_Objetivo del ejercicio_.
Devuelve completo el texto de más abajo sobre los dos bautismos, sin alterar ni una palabra ni un signo.

_Texto del ejercicio_.
※
Ahora bien, el Bautista predica la conversión del alma, que del pecado tiene que volverse a Dios; como símbolo de esta vuelta a Dios, el Bautista bautiza con agua, ya que el agua es símbolo de purificación: así como el agua limpia y quita la suciedad de las superficies, así el alma debe estar dispuesta a quitarse de sí el pecado. Pero el bautismo del Bautista es sólo un bautismo de orden moral, es decir, que se queda sólo en el plano de la voluntad, sin ninguna incidencia ontológica, en el plano del ser. En otras palabras, su bautismo se acompaña de los buenos deseos del alma de cambiar para bien, aunque el agua sólo resbala en su cuerpo y no le quita la mancha del pecado, que es de orden espiritual.

El Mesías, por el contrario, bautizará con el Espíritu Santo, lo cual implica una diferencia substancial con el bautismo del Bautista: si éste bautizaba sólo con agua y el agua sólo puede limpiar el cuerpo pero no el alma, el bautismo del Mesías, con el Espíritu Santo, purifica al alma al borrar el pecado con su omnipotencia divina, de manera que el alma queda limpia y pura por la acción del Espíritu Santo; es decir, el bautismo del Mesías afecta al plano ontológico, al plano del ser, al plano de la substancia de la naturaleza humana, al quitarle, espiritualmente, una mancha espiritual. Pero no queda ahí el efecto del bautismo de Jesús: no sólo lo purifica, quitándole la mancha del pecado original, sino que lo santifica, puesto que le concede la gracia santificante y, con la gracia santificante, convierte al alma y al cuerpo del bautizando en templo del Espíritu Santo y en morada de la Santísima Trinidad. Es decir, además de purificarlo, lo eleva a morada suya, a morada de Dios Uno y Trino, por acción de la gracia santificante.
※
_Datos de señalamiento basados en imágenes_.
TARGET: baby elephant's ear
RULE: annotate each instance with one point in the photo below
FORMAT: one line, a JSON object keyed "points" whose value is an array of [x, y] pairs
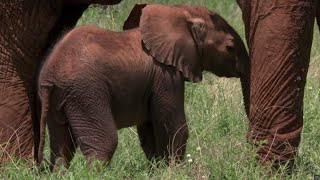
{"points": [[174, 38], [133, 19]]}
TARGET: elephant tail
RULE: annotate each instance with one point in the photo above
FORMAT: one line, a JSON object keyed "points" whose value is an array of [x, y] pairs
{"points": [[44, 94], [318, 14]]}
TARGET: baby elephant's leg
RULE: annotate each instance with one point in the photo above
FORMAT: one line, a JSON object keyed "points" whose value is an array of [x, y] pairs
{"points": [[147, 140], [93, 126], [169, 123], [61, 142]]}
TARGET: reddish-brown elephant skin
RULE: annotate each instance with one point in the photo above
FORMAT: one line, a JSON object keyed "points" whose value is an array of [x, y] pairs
{"points": [[279, 35], [27, 29]]}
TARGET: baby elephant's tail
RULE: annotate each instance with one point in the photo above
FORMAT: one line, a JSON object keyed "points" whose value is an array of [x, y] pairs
{"points": [[318, 14], [44, 94]]}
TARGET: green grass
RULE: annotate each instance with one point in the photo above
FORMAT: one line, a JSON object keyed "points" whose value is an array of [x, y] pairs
{"points": [[216, 119]]}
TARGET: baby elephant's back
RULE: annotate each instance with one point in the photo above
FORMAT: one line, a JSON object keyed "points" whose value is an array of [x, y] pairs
{"points": [[76, 54]]}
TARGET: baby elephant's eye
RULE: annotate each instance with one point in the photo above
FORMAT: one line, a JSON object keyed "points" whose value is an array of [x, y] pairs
{"points": [[230, 48]]}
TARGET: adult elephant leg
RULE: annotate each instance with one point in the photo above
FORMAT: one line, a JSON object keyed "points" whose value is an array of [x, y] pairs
{"points": [[279, 35]]}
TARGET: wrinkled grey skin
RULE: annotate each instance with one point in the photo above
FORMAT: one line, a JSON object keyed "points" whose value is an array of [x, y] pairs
{"points": [[97, 81], [279, 35], [27, 29]]}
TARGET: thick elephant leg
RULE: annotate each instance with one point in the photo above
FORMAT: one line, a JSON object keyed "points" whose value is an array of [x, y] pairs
{"points": [[62, 144], [91, 121], [279, 35], [169, 122], [147, 139], [16, 137]]}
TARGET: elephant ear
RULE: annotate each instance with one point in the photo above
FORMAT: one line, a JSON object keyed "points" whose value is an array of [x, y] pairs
{"points": [[133, 19], [173, 37]]}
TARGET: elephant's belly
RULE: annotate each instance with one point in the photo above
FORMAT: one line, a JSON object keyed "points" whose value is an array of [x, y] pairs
{"points": [[129, 117]]}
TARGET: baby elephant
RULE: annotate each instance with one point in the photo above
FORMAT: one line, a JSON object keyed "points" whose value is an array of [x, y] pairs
{"points": [[97, 81]]}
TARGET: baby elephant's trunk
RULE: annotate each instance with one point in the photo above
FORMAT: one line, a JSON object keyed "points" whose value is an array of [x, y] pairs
{"points": [[44, 94]]}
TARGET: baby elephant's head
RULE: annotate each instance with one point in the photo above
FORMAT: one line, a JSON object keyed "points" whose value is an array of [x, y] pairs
{"points": [[191, 38]]}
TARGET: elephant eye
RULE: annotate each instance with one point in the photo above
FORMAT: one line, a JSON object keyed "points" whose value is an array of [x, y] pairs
{"points": [[230, 49]]}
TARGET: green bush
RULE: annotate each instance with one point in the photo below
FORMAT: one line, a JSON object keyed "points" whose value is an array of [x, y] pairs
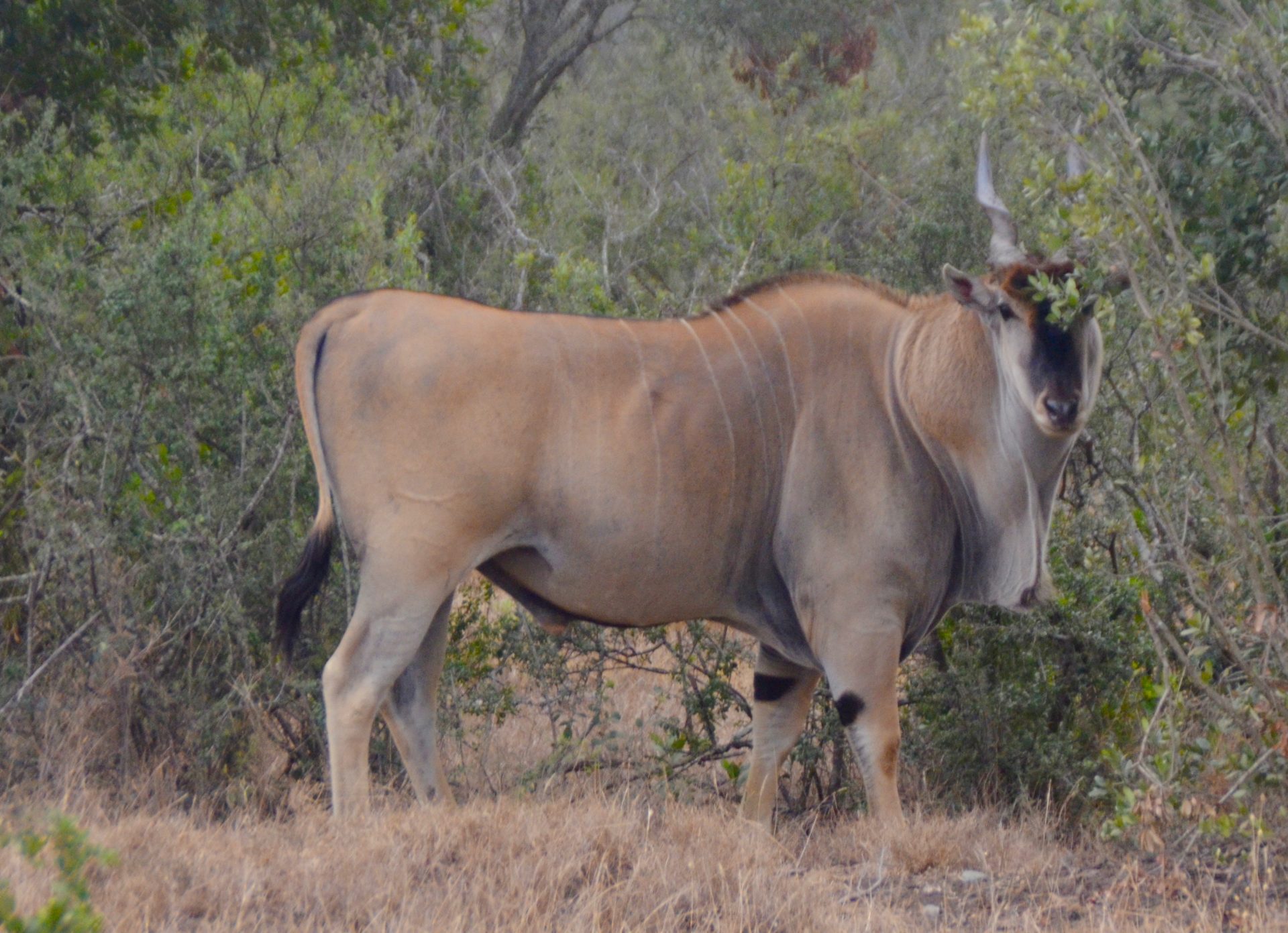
{"points": [[68, 909]]}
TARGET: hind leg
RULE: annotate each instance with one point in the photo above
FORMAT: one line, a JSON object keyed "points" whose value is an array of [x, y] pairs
{"points": [[411, 713], [397, 604]]}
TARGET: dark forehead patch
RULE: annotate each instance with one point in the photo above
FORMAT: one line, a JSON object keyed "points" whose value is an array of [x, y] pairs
{"points": [[1015, 281]]}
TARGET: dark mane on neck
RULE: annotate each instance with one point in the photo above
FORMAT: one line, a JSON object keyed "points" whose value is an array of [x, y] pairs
{"points": [[792, 278]]}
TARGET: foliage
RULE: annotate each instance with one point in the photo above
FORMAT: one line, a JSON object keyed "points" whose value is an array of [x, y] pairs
{"points": [[1185, 129], [68, 909]]}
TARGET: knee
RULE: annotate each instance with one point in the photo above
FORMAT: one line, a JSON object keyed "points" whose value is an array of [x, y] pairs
{"points": [[333, 678], [849, 705]]}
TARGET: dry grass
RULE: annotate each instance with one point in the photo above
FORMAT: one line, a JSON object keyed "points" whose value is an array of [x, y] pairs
{"points": [[599, 864]]}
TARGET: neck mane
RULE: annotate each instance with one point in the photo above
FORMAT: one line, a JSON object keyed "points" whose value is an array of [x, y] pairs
{"points": [[1000, 472]]}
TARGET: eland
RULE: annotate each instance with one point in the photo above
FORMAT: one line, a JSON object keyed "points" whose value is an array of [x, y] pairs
{"points": [[821, 461]]}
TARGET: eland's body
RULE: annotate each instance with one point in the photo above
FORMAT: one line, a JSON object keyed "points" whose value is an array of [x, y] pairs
{"points": [[821, 463]]}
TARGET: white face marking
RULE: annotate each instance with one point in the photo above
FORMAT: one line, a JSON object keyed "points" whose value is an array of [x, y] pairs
{"points": [[1015, 347]]}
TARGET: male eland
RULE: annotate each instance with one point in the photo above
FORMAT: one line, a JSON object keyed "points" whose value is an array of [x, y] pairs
{"points": [[821, 461]]}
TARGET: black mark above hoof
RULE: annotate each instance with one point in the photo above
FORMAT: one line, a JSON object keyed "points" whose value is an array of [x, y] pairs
{"points": [[848, 706], [767, 687]]}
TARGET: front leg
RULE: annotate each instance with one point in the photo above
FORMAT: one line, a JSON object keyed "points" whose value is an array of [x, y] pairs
{"points": [[862, 661], [782, 694]]}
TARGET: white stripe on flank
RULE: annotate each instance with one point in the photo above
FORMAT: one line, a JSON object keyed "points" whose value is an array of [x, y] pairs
{"points": [[788, 360], [715, 384], [657, 443], [800, 313], [769, 374], [751, 386]]}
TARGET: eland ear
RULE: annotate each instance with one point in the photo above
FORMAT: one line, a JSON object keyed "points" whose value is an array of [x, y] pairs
{"points": [[970, 292]]}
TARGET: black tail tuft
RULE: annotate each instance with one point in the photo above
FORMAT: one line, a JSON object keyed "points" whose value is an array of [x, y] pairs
{"points": [[302, 586]]}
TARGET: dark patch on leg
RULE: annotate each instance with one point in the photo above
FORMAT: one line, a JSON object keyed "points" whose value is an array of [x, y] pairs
{"points": [[768, 687], [890, 758], [403, 692], [848, 706]]}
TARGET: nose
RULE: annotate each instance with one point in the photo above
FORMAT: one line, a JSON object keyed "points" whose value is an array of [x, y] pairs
{"points": [[1062, 410]]}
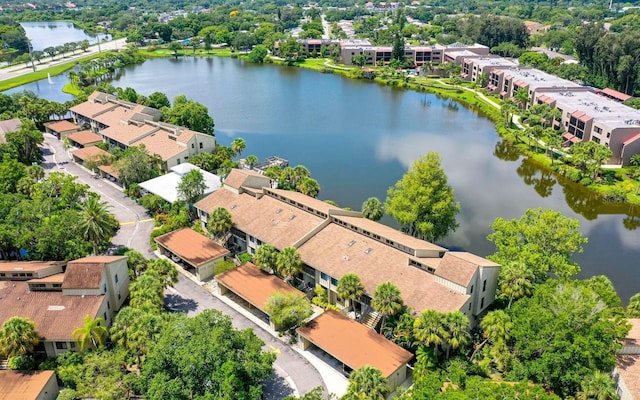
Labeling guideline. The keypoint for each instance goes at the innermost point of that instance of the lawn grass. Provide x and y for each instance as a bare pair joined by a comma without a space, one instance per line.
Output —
42,74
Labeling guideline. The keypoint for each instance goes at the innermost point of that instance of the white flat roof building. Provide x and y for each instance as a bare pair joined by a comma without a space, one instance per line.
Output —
166,186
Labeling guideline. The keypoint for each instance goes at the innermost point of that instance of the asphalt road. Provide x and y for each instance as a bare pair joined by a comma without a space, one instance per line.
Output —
291,369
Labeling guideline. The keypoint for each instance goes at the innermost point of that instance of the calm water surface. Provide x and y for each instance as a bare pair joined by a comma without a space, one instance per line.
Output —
358,138
56,33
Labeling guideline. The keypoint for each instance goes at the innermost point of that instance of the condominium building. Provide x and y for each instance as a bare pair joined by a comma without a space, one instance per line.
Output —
123,124
333,242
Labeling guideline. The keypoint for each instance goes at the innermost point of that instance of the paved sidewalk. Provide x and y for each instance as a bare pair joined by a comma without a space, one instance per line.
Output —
334,381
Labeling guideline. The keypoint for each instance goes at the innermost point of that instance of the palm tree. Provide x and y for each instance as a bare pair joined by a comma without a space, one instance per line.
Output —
96,223
429,329
165,270
496,328
289,262
598,386
238,145
251,160
266,257
308,186
18,336
147,292
372,209
387,300
457,328
93,333
220,221
367,382
522,97
350,288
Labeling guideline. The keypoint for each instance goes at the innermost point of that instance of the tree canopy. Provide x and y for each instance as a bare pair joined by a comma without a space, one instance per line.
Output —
※
_Solución_.
Ahora bien, el Bautista predica la conversión del alma, que del pecado tiene que volverse a Dios; como símbolo de esta vuelta a Dios, el Bautista bautiza con agua, ya que el agua es símbolo de purificación: así como el agua limpia y quita la suciedad de las superficies, así el alma debe estar dispuesta a quitarse de sí el pecado. Pero el bautismo del Bautista es sólo un bautismo de orden moral, es decir, que se queda sólo en el plano de la voluntad, sin ninguna incidencia ontológica, en el plano del ser. En otras palabras, su bautismo se acompaña de los buenos deseos del alma de cambiar para bien, aunque el agua sólo resbala en su cuerpo y no le quita la mancha del pecado, que es de orden espiritual.

El Mesías, por el contrario, bautizará con el Espíritu Santo, lo cual implica una diferencia substancial con el bautismo del Bautista: si éste bautizaba sólo con agua y el agua sólo puede limpiar el cuerpo pero no el alma, el bautismo del Mesías, con el Espíritu Santo, purifica al alma al borrar el pecado con su omnipotencia divina, de manera que el alma queda limpia y pura por la acción del Espíritu Santo; es decir, el bautismo del Mesías afecta al plano ontológico, al plano del ser, al plano de la substancia de la naturaleza humana, al quitarle, espiritualmente, una mancha espiritual. Pero no queda ahí el efecto del bautismo de Jesús: no sólo lo purifica, quitándole la mancha del pecado original, sino que lo santifica, puesto que le concede la gracia santificante y, con la gracia santificante, convierte al alma y al cuerpo del bautizando en templo del Espíritu Santo y en morada de la Santísima Trinidad. Es decir, además de purificarlo, lo eleva a morada suya, a morada de Dios Uno y Trino, por acción de la gracia santificante.